* Stated task
Identify every line in the records below that contains the word "balcony", and copy each of those lines in full. Case counts.

* Record list
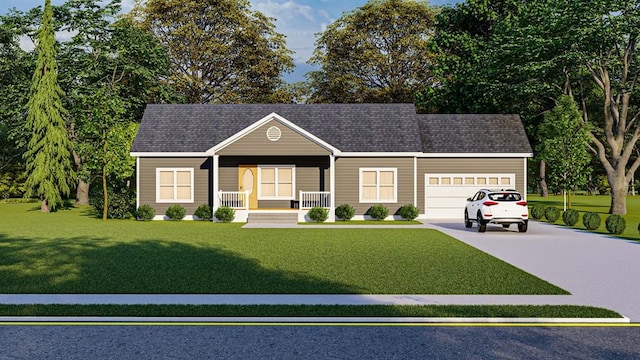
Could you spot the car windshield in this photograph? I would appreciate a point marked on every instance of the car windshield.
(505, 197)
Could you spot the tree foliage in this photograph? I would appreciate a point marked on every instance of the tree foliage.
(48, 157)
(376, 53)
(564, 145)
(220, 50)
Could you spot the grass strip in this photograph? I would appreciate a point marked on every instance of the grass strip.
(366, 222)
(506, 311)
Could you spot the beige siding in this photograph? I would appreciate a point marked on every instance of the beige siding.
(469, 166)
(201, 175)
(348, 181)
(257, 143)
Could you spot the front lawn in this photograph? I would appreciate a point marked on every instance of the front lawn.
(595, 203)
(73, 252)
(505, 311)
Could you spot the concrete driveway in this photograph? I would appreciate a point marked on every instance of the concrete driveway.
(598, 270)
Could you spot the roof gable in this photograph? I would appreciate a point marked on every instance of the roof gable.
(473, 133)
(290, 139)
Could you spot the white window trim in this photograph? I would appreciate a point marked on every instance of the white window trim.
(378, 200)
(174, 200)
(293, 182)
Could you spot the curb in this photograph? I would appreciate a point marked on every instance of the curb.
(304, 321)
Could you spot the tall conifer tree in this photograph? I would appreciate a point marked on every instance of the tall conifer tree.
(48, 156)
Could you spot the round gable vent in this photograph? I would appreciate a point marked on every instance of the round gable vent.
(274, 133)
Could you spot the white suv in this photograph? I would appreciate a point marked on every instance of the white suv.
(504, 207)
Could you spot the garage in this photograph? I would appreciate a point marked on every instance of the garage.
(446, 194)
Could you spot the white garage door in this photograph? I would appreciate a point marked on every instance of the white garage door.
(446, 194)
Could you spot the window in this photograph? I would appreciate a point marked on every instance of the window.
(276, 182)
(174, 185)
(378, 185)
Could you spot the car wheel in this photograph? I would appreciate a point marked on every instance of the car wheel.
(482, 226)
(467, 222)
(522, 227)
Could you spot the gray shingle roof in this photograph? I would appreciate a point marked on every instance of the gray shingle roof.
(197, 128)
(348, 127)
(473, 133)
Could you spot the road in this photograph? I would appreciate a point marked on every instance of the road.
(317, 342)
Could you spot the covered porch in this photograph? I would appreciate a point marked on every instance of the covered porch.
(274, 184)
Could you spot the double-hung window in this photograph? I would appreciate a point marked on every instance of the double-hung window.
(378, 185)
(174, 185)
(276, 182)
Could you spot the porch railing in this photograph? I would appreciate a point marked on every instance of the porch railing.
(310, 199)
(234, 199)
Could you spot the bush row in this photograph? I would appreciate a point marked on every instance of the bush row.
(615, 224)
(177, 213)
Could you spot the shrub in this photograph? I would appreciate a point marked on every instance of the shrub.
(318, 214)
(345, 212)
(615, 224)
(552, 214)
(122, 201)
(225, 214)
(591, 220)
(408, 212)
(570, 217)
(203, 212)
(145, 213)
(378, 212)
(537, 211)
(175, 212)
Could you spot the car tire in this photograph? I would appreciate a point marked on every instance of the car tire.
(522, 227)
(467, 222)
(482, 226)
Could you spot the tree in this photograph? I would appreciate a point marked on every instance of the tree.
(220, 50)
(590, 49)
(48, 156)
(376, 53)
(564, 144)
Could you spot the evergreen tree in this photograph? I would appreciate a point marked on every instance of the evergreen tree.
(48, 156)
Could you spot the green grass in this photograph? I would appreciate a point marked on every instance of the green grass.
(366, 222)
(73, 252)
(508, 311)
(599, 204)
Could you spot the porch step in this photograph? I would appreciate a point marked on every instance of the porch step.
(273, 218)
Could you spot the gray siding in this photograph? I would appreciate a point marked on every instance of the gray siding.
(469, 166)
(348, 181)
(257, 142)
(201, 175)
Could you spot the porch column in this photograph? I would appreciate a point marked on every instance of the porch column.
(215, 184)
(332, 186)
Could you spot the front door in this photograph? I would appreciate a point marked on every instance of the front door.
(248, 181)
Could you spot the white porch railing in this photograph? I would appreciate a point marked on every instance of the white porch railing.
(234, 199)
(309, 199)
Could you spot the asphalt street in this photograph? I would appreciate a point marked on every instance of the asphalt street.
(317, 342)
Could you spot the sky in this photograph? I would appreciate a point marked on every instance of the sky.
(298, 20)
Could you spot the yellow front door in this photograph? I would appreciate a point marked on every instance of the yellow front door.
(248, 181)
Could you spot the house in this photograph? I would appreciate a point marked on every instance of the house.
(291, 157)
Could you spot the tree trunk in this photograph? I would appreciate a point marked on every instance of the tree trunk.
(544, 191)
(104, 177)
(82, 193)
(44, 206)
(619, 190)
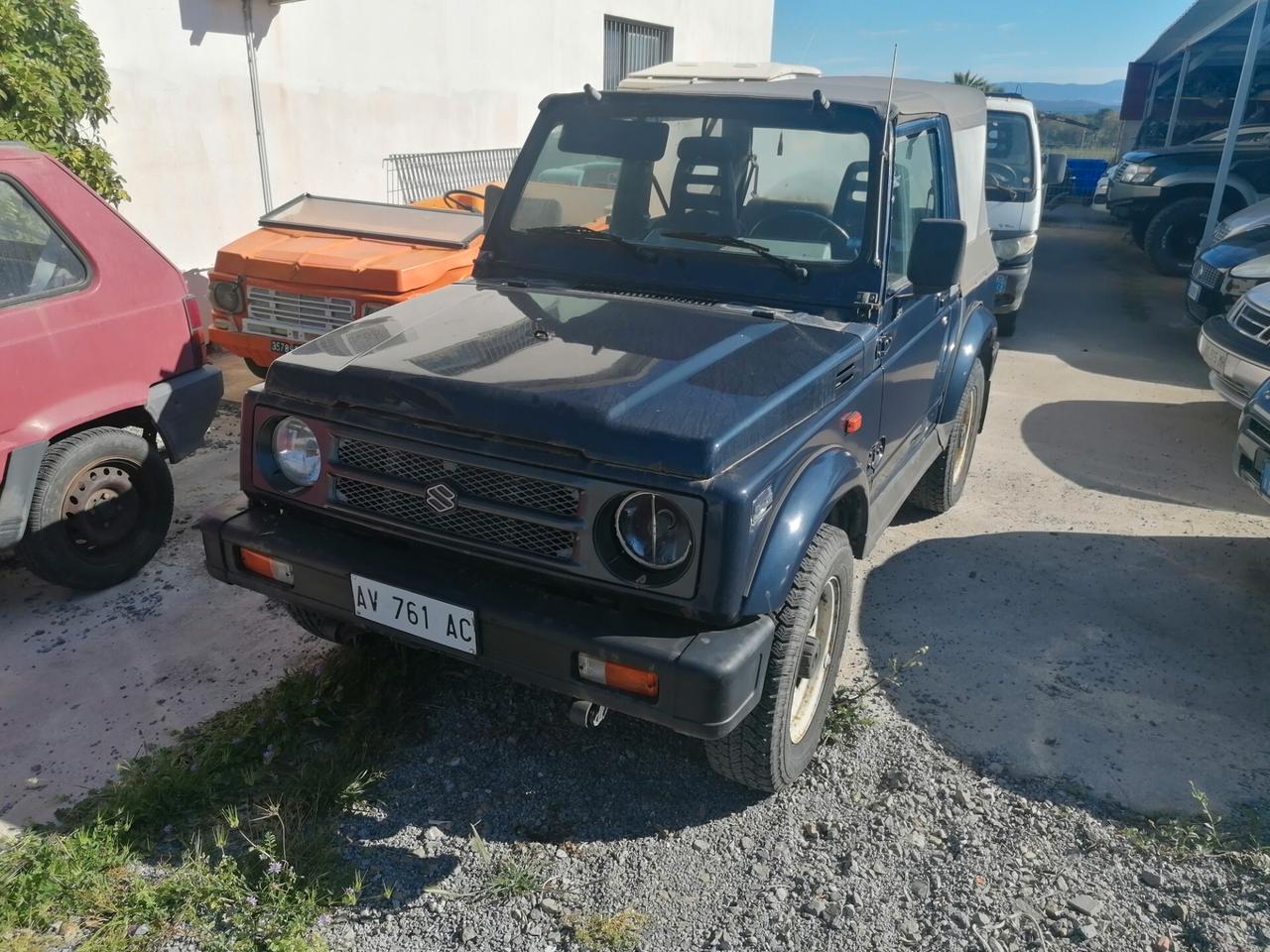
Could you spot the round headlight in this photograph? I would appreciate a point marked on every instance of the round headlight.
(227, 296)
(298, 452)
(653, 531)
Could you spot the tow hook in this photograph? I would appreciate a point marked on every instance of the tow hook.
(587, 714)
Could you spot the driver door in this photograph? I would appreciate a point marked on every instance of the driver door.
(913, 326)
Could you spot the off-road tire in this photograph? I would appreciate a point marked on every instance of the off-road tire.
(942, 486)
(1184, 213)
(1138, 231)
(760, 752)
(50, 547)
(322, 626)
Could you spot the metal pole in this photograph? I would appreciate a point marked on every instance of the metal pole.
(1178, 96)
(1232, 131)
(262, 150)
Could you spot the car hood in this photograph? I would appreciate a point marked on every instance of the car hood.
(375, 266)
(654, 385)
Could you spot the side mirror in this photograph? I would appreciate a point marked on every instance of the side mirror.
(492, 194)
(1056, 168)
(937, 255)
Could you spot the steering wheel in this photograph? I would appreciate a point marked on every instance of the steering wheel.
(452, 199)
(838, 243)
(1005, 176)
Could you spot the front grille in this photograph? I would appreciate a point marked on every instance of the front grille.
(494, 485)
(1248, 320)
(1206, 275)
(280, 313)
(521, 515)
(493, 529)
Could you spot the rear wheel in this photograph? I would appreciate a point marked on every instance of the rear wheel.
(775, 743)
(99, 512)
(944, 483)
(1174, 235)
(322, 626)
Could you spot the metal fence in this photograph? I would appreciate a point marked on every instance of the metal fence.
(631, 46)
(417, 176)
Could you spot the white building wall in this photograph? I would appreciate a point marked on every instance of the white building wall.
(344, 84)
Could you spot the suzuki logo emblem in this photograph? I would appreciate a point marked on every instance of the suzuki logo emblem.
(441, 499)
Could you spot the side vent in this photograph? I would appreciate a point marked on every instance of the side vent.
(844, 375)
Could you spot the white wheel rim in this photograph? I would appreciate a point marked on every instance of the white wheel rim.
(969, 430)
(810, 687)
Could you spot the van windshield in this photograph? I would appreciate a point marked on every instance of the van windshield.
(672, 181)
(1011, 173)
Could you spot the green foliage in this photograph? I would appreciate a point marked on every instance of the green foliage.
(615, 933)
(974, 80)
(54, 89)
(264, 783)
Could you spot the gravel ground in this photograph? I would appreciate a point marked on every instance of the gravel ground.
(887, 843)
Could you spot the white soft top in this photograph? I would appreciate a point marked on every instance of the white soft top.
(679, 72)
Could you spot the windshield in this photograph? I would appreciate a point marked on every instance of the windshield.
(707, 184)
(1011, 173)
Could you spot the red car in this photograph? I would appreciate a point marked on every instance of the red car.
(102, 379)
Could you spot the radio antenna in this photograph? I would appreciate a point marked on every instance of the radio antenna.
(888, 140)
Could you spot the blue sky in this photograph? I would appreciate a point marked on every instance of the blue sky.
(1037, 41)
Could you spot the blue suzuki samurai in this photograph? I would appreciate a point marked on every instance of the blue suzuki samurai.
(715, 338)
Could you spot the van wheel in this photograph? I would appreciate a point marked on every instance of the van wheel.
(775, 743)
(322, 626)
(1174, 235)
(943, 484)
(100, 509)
* * *
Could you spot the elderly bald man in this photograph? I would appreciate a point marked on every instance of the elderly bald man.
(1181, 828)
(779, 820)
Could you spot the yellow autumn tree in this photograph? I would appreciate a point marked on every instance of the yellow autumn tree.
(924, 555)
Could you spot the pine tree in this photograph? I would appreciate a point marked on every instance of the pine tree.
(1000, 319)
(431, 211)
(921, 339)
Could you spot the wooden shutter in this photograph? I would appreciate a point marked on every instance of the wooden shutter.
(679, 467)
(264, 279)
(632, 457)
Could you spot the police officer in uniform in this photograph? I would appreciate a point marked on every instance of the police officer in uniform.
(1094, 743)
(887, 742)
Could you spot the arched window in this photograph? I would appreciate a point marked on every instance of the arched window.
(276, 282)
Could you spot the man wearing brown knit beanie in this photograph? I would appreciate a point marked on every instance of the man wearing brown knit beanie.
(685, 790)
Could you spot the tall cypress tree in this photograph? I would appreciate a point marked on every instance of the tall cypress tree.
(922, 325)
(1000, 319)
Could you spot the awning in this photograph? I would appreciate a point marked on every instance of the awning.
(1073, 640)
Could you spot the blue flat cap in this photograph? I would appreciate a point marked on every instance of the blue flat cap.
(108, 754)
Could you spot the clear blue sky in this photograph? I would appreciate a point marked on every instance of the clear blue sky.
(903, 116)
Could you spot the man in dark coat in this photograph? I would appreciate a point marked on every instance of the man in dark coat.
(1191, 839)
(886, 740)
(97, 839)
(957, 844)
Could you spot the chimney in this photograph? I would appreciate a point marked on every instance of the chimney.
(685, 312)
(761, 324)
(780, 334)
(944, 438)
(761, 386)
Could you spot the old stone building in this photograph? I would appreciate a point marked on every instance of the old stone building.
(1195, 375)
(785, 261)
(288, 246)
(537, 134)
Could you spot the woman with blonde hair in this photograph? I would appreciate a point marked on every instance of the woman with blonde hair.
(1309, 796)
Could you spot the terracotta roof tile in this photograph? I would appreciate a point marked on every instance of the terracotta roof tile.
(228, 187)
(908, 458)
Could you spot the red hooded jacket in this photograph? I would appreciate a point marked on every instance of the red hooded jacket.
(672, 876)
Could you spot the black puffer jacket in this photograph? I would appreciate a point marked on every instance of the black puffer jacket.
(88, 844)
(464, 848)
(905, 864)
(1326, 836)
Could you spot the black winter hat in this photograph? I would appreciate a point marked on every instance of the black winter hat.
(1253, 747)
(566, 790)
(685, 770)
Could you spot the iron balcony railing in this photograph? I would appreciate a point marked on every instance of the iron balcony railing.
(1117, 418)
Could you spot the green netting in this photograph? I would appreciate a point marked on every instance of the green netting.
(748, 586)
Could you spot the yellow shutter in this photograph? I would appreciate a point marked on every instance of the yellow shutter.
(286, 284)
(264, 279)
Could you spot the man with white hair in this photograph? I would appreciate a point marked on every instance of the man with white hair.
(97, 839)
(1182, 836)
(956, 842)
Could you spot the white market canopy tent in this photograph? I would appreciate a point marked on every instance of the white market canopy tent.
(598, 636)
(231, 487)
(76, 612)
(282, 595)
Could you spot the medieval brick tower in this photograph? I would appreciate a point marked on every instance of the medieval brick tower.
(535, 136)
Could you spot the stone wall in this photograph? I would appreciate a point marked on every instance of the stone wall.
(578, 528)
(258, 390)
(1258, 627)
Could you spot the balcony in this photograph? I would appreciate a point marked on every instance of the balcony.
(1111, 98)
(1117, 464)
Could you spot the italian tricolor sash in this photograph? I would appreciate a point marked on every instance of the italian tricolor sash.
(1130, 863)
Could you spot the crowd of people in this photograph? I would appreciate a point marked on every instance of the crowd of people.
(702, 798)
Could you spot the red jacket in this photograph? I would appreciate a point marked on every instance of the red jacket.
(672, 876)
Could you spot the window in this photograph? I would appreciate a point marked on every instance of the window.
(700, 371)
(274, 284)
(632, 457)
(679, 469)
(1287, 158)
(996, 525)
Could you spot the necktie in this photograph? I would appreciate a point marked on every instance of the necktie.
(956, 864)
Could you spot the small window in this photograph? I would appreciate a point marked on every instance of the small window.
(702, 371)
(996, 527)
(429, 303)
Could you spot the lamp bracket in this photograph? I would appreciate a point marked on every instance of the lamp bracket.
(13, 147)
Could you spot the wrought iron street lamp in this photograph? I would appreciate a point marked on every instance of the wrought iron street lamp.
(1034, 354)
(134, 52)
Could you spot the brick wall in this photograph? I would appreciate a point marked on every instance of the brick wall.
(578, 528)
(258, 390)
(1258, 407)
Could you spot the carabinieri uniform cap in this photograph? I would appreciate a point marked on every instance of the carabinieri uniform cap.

* Written response
Could you spot the iron balcony railing in this photograph? I would appreciate a point marked on every instance of the iron balcony railing.
Could you spot the balcony in this photograph? I would appreciate a point marked on every instance of the balcony.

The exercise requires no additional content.